_Exercise_
Scan the entries for lines containing the string "interior". Reply with how many there are, and nothing else.
(Input begins)
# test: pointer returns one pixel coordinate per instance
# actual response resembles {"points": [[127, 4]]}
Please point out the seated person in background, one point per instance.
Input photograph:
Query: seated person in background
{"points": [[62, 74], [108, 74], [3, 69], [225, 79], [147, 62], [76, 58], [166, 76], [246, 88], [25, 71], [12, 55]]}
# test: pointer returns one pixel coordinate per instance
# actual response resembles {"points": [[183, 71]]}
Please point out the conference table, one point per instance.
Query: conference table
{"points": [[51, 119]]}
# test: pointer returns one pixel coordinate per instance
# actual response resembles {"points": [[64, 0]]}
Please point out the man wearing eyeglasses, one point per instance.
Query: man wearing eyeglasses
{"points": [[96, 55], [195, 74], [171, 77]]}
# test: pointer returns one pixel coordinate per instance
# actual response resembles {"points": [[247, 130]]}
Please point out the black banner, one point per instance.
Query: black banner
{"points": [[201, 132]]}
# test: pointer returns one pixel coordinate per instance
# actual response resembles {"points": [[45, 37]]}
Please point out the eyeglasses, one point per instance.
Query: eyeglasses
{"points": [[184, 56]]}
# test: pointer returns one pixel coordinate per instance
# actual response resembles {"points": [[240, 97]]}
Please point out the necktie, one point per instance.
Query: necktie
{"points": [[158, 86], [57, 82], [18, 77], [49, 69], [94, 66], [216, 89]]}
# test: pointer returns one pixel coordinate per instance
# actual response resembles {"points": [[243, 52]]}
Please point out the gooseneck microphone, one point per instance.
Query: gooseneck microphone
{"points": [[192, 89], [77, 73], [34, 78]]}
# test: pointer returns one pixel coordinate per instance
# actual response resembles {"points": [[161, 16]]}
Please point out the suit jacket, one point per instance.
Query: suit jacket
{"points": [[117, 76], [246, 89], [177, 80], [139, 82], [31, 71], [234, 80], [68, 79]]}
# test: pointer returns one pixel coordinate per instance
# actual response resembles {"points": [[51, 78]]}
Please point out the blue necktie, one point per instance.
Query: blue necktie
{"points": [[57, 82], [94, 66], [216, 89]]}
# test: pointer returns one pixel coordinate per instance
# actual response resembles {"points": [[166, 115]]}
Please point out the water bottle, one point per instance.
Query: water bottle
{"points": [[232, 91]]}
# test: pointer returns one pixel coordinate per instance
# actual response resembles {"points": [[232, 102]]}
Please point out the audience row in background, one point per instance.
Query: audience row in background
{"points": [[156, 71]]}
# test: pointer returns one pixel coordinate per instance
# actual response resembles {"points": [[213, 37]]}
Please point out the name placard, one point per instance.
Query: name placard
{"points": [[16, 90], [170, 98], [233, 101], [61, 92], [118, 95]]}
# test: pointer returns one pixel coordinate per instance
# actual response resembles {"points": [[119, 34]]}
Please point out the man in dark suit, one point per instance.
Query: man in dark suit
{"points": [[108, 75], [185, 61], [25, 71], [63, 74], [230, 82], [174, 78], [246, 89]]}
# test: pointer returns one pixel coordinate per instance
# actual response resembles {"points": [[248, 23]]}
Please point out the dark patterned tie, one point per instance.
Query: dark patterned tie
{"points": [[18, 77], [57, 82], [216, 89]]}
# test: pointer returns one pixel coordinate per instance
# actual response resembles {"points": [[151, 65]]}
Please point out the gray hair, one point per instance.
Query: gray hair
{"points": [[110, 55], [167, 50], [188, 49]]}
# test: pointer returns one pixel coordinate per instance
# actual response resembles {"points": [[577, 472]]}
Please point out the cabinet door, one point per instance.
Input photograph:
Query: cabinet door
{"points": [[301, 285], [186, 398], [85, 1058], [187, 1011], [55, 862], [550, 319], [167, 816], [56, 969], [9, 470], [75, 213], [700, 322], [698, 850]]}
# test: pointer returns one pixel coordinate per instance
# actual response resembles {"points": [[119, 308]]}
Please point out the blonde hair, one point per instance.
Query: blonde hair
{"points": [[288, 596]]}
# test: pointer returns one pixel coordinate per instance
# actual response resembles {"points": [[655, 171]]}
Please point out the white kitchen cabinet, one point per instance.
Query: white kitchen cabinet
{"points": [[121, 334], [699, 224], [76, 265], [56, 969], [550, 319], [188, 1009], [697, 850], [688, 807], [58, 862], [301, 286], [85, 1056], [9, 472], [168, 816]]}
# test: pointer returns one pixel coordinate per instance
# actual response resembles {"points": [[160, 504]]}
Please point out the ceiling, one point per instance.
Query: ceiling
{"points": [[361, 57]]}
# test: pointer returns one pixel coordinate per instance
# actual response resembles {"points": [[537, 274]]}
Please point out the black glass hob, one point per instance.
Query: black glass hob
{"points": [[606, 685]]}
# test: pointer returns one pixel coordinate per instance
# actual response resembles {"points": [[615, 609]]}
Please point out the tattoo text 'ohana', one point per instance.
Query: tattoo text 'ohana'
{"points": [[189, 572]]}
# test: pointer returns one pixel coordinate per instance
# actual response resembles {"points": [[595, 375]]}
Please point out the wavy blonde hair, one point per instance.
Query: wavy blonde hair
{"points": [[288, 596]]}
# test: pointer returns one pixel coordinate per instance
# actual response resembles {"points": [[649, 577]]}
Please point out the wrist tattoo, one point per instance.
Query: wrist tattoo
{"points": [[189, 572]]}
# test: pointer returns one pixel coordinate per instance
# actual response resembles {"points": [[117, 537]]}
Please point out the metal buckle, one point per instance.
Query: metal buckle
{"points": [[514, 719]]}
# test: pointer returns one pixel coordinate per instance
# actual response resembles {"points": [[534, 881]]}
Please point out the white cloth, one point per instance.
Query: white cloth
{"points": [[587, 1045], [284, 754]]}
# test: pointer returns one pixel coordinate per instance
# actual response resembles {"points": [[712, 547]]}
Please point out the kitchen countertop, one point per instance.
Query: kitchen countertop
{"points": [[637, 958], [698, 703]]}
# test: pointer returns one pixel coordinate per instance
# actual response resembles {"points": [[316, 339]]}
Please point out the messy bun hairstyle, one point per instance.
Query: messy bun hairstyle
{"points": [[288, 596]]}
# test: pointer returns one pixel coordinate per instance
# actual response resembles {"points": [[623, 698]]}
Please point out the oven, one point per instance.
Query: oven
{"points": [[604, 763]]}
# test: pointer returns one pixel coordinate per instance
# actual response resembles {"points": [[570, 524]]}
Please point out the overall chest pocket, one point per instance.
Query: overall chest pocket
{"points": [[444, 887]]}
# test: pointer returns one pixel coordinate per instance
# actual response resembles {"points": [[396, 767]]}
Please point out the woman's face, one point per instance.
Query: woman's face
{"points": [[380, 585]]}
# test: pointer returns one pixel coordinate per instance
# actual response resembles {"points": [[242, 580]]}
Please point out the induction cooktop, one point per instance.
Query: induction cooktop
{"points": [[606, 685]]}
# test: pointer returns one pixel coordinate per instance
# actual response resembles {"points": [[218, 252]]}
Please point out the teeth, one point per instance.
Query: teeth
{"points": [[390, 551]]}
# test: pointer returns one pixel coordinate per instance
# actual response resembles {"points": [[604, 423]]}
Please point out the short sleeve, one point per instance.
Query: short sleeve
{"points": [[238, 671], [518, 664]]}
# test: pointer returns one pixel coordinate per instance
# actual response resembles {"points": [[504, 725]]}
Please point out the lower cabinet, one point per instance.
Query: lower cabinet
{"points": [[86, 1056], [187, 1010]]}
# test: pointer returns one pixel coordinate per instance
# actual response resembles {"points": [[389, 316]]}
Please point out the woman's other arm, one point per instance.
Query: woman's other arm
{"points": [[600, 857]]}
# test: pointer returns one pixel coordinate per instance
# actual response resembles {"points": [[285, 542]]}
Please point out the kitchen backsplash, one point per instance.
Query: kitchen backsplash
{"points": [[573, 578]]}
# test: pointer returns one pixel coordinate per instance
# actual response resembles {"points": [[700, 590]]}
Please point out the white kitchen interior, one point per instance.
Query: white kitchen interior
(Input ends)
_Output for this exercise_
2